- Verilen Metin -
··········
Yargıtay 16. Ceza Dairesi’nin referans kararı olarak anılan 2015/3 E, 2017/3 K sayılı ilamında ByLock ile ilgili “örgüt talimatı ile bu ağa dahil olunduğunun ve gizliliği sağlamak için haberleşme amacıyla kullanıldığının, her türlü şüpheden uzak, kesin kanaate ulaştıracak teknik verilerle tespiti halinde, kişinin örgütle bağlantısını gösteren bir delil olacaktır.” değerlendirmesini yapmıştı. Süreçte bu kararı referans alan ilk derece mahkemeleri salt CGNAT kayıtlarını esas alarak mahkumiyet hükümleri kurmuştu.

Ancak Yargıtay 16. Ceza Dairesi, daire kararlarına yanlış anlam yüklendiğini belirterek, 2018 yılında verdiği kararlarda ByLock’a ilişkin her türlü şüpheden uzak teknik verilerin neler olduğunu ayrıntılı olarak tarif ederek sanıkların ByLock kullanıcı adı, User Id, Şifre, Grup elemanları ve mesaj içeriğini raporlayan ByLock Tespit ve Değerlendirme tutanaklarının celbinin zorunlu olduğunu belirterek bozma kararları verdi.
··········
- Görevler -
1. ByLock kararlarıyla ilgili metne göre aşağıdakileri yanıtlayın:
(a) Yargıtay 16. Ceza Dairesi'nin referans kararı olarak anılan ilamı hangi sayıyı taşır?
(b) İlk derece mahkemeleri mahkumiyet hükümlerini neyi esas alarak kurmuştu?
(c) Daire, tutanakların celbini zorunlu gören bozma kararlarını hangi yıl verdi?
2. ByLock kararlarıyla ilgili metne göre ByLock Tespit ve Değerlendirme tutanaklarında sanıklara ait hangi bilgiler raporlanır? Hepsini sıralayın.

Nokta etiketleme örnekleri
··········
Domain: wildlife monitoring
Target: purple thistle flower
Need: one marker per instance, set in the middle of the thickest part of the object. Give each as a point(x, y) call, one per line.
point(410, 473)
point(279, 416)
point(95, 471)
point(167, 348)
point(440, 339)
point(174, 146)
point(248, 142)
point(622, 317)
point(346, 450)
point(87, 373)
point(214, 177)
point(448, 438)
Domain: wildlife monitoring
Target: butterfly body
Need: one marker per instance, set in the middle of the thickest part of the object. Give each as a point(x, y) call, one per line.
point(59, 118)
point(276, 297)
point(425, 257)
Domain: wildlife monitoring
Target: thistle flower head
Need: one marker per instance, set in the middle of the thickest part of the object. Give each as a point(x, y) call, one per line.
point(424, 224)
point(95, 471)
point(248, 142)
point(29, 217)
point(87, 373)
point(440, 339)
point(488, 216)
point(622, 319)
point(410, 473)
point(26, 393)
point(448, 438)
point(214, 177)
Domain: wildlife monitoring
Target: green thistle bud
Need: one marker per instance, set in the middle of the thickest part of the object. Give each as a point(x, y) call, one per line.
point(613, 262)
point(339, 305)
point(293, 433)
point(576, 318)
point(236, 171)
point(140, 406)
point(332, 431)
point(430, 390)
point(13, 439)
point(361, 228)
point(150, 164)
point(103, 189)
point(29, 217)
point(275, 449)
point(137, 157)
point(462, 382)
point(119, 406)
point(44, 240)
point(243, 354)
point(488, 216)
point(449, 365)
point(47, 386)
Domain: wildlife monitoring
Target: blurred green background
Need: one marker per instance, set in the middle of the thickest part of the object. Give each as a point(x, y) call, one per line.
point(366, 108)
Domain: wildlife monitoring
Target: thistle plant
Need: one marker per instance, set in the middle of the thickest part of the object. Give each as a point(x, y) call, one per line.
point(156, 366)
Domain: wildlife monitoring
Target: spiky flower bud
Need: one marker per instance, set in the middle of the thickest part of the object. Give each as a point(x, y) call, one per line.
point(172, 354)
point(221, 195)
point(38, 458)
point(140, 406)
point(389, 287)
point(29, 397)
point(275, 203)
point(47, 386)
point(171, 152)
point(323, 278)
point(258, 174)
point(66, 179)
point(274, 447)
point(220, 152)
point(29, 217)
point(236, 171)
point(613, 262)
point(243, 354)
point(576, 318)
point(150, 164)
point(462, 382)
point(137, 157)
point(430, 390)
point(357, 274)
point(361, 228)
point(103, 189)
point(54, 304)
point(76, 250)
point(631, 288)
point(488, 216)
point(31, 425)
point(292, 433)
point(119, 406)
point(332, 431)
··········
- Sırayla Yanıtlar -
1.
(a) 2015/3 E, 2017/3 K
(b) Salt CGNAT kayıtlarını
(c) 2018

2.
- ByLock kullanıcı adı
- User Id
- Şifre
- Grup elemanları
- Mesaj içeriği